* Task directions
Please set down, word for word, each line from the one containing "Target: decorative white column" through the final line of the records below, both included, and nothing else.

+--

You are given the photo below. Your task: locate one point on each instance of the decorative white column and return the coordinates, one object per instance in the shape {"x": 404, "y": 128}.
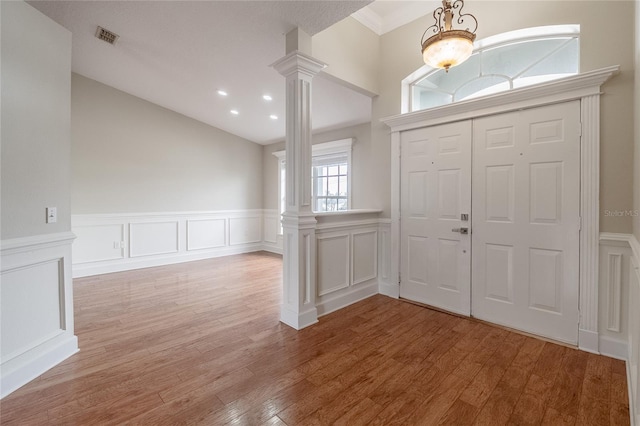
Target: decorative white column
{"x": 298, "y": 308}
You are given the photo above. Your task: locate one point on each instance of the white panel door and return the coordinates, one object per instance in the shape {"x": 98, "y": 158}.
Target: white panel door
{"x": 526, "y": 188}
{"x": 436, "y": 190}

+--

* Result
Target: decorative white column
{"x": 298, "y": 308}
You are given the photo above. Your task: locate one point on each instance of the white panel door and return the coordinates, one object per instance in the shape {"x": 98, "y": 158}.
Target: white panel door
{"x": 526, "y": 188}
{"x": 436, "y": 190}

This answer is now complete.